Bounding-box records
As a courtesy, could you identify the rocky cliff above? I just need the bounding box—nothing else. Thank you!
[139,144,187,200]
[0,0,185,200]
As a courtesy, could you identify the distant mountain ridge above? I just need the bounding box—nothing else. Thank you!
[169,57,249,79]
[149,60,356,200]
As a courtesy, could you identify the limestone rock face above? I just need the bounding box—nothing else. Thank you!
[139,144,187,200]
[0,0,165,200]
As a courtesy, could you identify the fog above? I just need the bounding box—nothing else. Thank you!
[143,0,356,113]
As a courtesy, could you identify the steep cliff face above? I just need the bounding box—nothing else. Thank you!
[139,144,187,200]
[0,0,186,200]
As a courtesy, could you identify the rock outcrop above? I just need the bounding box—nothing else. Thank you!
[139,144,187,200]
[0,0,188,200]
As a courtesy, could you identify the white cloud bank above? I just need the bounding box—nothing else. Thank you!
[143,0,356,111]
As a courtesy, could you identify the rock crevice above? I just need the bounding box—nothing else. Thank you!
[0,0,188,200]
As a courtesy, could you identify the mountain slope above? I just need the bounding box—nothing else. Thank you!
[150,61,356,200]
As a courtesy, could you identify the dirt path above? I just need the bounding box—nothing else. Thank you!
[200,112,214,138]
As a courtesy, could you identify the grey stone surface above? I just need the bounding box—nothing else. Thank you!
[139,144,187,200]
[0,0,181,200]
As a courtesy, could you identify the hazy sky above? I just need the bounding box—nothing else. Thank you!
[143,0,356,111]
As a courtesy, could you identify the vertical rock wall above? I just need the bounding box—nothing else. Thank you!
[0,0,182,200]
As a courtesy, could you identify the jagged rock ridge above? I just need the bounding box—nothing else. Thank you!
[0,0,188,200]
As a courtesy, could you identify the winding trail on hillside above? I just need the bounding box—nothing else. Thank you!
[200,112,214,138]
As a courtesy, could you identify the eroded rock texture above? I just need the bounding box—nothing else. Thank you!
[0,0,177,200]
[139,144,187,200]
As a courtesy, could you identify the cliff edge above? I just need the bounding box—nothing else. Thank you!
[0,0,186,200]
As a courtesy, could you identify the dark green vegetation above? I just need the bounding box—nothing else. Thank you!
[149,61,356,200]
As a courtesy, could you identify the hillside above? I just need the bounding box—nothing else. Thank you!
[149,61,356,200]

**Stated exercise**:
Copy all of the records above word for word, changing nothing.

**Full output**:
As a courtesy, could you identify the rocky cliff above? I just need the bounding box—nothing else. Thank you!
[139,144,187,200]
[0,0,185,200]
As a courtesy, could you identify the distant mountain ridge above? I just need the bounding box—nothing else. Thank you!
[169,57,249,79]
[149,60,356,200]
As a courtesy, could you identify the limestone rock face above? I just need the bounding box—nothing else. Thank you!
[139,144,187,200]
[0,0,165,200]
As a courtesy, could you identify the fog above? I just need the bounding box—nothing else. Thank you!
[143,0,356,113]
As a courtesy, could you identify the steep cliff face above? I just need the bounding box—nothing else. Thank you!
[139,144,187,200]
[0,0,186,200]
As a courtesy, could you identify the rock outcrop above? I just need the bounding box—nothing else. Thank you!
[139,144,187,200]
[0,0,188,200]
As a courtesy, could you identify the white cloud bank above? I just need the bounding box—nothing else. Thank you!
[143,0,356,111]
As a courtesy, could you identify the rock crevice above? I just need the bounding box—nothing else. Thank you!
[0,0,188,200]
As a courtesy, could you identify the mountain slope above? I just need the bounding box—nothing else. Thank you!
[150,61,356,200]
As a courtesy, could you identify the dirt path above? I just need the bounding box—nothing else. Thank you!
[200,112,214,138]
As a courtesy, could you identify the grey stone surface above? I just need the bounding box—nothing else. Thank you!
[139,144,187,200]
[0,0,181,200]
As a courtesy, could you identify the hazy sky above? I just need the bounding box—nothing else. Thank you!
[143,0,356,111]
As a courtesy, could you identify the vertical rock wall above? I just need the bounding box—nothing else. Thank you!
[0,0,182,200]
As a courtesy, could you identify the jagged rock ridge above? I just need the bounding box—nothing else. Thank you!
[0,0,188,200]
As a courtesy, could you identify the winding trail on hillside above? I just need the bounding box—nothing else. Thank you!
[200,112,214,138]
As a courtesy, could you identify the eroded rock texture above? I just need the bounding box—nothing else. Thank you!
[0,0,177,200]
[139,144,187,200]
As a courtesy, could you identify the cliff edge above? I just need the bounding box—nothing else. Thank you!
[0,0,186,200]
As a courtesy, could you identify the dark green vegetation above? I just need the bounding box—nothing else. Thank you!
[149,61,356,200]
As a courtesy, could you identify the hillside above? I just need the bounding box—nothing else. Thank you!
[149,61,356,200]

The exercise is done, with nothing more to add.